DIRECTIONS FOR THIS TASK
Find the lines below holding the word "mountain" and copy each of them.
(EXERCISE DATA begins)
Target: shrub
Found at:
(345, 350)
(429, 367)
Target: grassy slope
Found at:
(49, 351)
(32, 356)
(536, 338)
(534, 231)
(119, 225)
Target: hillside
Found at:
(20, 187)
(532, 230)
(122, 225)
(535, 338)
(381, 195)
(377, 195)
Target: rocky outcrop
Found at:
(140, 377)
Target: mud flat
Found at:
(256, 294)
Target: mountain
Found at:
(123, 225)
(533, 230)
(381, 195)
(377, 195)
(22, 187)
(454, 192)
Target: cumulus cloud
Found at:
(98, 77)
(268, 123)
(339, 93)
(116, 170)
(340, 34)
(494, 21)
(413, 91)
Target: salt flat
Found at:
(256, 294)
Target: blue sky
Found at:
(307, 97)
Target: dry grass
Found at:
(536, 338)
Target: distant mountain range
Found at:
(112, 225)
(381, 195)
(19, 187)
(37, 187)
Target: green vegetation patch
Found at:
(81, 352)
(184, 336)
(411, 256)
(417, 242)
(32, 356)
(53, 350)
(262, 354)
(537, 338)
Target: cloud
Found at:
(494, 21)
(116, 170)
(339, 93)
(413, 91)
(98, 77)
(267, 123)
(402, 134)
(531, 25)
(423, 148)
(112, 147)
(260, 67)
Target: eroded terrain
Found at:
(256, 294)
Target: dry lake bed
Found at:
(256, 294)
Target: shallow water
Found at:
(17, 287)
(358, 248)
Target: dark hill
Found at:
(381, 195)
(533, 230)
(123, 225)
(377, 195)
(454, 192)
(EXERCISE DATA ends)
(EXERCISE DATA begins)
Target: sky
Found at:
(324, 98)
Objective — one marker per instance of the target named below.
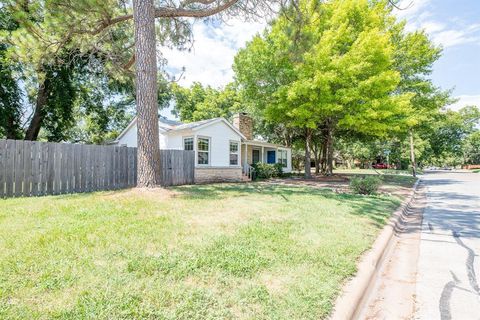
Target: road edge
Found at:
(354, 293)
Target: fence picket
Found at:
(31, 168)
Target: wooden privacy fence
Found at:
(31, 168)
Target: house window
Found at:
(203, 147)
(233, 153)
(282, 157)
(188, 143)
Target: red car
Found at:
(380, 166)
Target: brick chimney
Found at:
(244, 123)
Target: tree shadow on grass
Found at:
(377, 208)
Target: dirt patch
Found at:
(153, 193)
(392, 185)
(EXERCISE DATA ends)
WRITTEN RESPONSE
Target: mountain
Target: distant mountain range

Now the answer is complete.